[Point-based annotation data]
[Start]
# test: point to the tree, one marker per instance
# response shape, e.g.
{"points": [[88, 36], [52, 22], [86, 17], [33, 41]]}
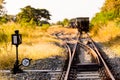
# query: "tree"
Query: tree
{"points": [[29, 13], [65, 22]]}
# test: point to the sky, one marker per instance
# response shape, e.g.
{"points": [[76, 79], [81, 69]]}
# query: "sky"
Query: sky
{"points": [[59, 9]]}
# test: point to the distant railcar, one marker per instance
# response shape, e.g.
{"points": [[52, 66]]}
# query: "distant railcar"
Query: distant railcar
{"points": [[81, 23]]}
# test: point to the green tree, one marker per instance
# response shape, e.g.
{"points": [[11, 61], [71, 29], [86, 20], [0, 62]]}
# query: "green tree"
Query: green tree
{"points": [[32, 15]]}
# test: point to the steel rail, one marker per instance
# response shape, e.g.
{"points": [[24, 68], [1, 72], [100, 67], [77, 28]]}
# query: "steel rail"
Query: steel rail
{"points": [[104, 63], [70, 60], [92, 51]]}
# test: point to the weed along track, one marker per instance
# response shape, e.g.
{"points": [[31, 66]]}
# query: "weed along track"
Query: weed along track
{"points": [[84, 62]]}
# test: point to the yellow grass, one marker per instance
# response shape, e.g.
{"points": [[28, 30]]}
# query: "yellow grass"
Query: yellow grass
{"points": [[37, 44], [107, 32], [109, 35]]}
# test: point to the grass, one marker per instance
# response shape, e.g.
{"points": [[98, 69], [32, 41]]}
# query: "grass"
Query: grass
{"points": [[37, 43], [109, 36]]}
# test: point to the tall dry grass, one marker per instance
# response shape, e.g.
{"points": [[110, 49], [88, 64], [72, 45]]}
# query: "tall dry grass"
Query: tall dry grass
{"points": [[109, 35], [37, 43]]}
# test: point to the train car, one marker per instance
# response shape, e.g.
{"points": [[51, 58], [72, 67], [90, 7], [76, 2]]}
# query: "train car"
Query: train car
{"points": [[81, 23]]}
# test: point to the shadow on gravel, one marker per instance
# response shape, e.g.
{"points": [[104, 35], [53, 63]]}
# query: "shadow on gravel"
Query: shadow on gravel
{"points": [[113, 63]]}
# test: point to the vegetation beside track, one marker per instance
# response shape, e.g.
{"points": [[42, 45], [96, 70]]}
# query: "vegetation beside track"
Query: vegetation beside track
{"points": [[37, 43]]}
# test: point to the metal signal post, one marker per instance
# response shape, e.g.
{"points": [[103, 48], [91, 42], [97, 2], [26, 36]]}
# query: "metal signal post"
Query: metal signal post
{"points": [[16, 40]]}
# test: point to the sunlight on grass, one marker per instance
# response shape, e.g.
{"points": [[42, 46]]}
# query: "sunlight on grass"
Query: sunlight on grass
{"points": [[107, 33], [37, 43], [109, 36]]}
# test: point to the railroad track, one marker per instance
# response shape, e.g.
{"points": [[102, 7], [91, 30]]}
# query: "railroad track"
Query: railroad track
{"points": [[85, 61]]}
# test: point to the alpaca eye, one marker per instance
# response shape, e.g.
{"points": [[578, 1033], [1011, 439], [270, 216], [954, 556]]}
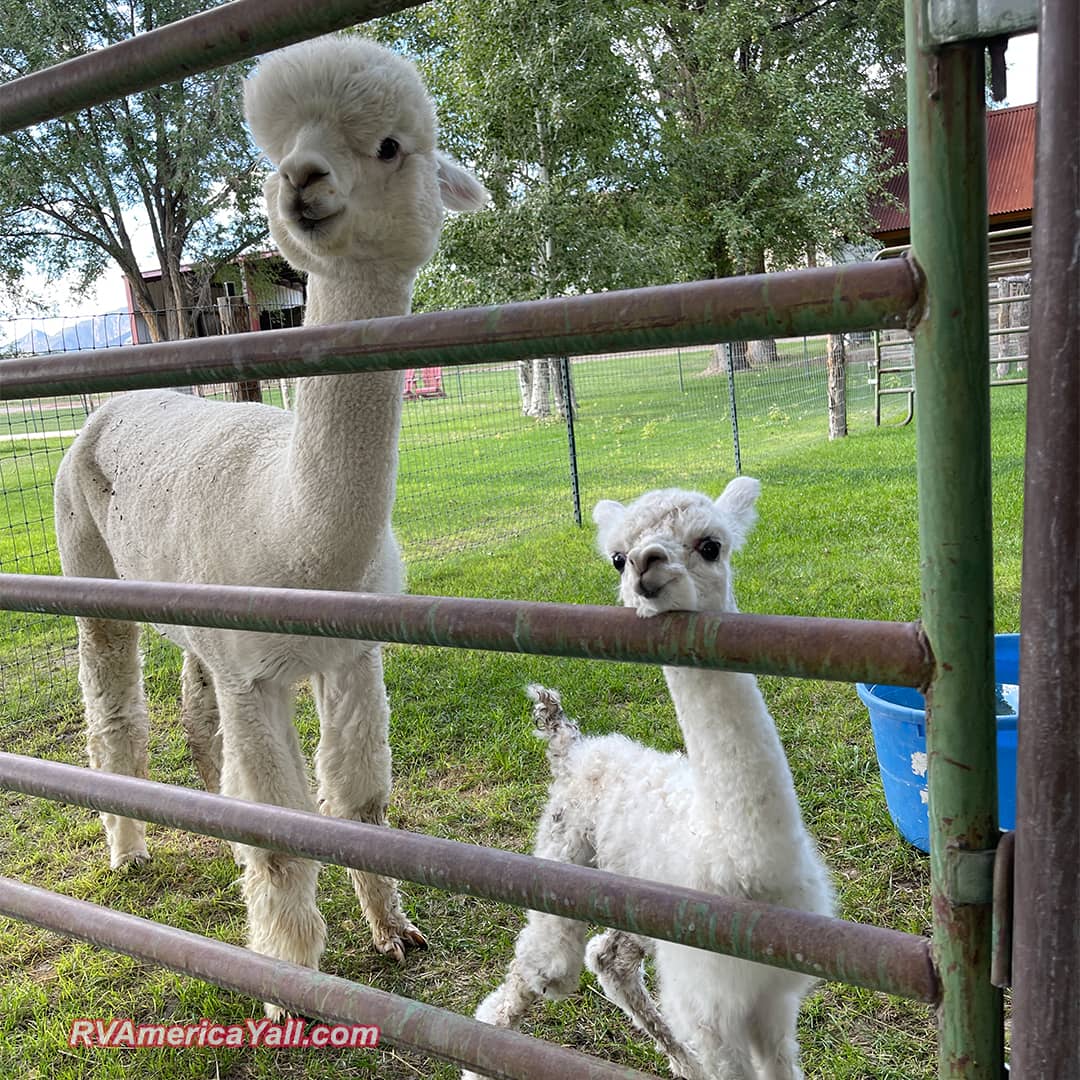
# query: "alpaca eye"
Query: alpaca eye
{"points": [[388, 149], [709, 550]]}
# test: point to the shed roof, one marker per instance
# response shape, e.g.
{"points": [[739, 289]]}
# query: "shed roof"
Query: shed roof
{"points": [[1010, 156]]}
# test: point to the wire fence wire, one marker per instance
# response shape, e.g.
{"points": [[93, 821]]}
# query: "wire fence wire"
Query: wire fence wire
{"points": [[474, 469]]}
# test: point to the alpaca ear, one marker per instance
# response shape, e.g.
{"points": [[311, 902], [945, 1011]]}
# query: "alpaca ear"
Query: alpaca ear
{"points": [[459, 188], [739, 503]]}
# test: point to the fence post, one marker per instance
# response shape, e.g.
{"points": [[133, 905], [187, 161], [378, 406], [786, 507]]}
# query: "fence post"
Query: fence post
{"points": [[947, 170], [729, 363], [571, 443], [1045, 949]]}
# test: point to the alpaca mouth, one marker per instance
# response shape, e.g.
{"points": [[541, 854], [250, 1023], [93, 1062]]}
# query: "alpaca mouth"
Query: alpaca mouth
{"points": [[309, 221]]}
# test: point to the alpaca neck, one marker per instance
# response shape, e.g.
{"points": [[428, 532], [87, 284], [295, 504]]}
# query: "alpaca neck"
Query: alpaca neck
{"points": [[739, 767], [342, 454]]}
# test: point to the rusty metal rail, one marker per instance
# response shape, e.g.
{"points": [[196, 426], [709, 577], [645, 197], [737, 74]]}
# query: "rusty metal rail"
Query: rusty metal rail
{"points": [[852, 297], [233, 31], [831, 948], [404, 1023], [841, 649]]}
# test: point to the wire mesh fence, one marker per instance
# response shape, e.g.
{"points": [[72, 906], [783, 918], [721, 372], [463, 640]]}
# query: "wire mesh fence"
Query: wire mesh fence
{"points": [[487, 453]]}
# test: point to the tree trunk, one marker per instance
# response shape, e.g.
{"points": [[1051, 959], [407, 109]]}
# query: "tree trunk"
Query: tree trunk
{"points": [[525, 385], [837, 369], [556, 375], [540, 404], [760, 352], [718, 362], [232, 312]]}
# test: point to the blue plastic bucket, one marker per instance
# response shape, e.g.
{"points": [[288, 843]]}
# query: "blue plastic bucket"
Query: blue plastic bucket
{"points": [[899, 720]]}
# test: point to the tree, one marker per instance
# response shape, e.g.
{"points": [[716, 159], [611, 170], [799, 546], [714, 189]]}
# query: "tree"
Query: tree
{"points": [[180, 153], [766, 112], [539, 98]]}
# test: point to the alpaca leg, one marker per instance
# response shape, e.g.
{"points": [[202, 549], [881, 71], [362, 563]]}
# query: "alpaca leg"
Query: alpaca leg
{"points": [[549, 956], [262, 764], [772, 1026], [201, 721], [117, 721], [352, 765], [616, 959], [550, 950]]}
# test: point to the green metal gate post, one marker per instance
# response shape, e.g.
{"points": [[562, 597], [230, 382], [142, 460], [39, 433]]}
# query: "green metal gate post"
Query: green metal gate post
{"points": [[947, 178]]}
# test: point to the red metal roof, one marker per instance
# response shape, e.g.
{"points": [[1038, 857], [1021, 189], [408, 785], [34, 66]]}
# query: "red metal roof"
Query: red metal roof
{"points": [[1010, 153]]}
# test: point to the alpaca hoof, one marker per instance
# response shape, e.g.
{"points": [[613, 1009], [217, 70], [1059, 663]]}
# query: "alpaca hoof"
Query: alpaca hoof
{"points": [[396, 941], [133, 859]]}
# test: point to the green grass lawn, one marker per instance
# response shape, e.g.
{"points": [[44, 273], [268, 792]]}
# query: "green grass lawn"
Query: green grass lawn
{"points": [[837, 537]]}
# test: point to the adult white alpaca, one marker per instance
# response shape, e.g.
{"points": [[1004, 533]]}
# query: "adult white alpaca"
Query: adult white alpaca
{"points": [[164, 486], [724, 818]]}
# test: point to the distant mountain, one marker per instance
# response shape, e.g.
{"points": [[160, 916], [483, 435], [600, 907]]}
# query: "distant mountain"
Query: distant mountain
{"points": [[97, 332]]}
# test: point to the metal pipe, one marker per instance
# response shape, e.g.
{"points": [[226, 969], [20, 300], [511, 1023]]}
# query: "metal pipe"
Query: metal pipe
{"points": [[1045, 941], [846, 650], [233, 31], [831, 948], [404, 1023], [852, 297], [947, 175]]}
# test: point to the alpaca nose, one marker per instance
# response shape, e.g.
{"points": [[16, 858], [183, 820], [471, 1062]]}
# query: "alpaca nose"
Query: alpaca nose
{"points": [[644, 558], [304, 169], [651, 565]]}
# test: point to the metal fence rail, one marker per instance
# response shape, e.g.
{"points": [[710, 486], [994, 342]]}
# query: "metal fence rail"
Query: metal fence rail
{"points": [[403, 1022], [847, 650], [873, 957], [852, 297]]}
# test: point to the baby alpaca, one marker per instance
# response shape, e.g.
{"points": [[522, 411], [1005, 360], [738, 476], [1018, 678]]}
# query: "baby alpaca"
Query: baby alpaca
{"points": [[724, 819], [162, 486]]}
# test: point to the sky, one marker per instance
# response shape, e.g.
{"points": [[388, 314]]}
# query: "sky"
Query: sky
{"points": [[109, 295]]}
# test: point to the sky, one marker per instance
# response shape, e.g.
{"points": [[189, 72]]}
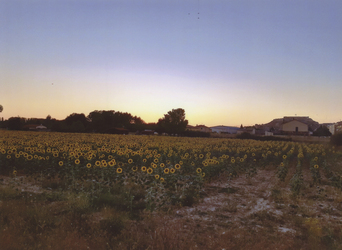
[End]
» Exercise requirements
Count the lines of the material that contain the string "green", and reply with the number alone.

» Final result
9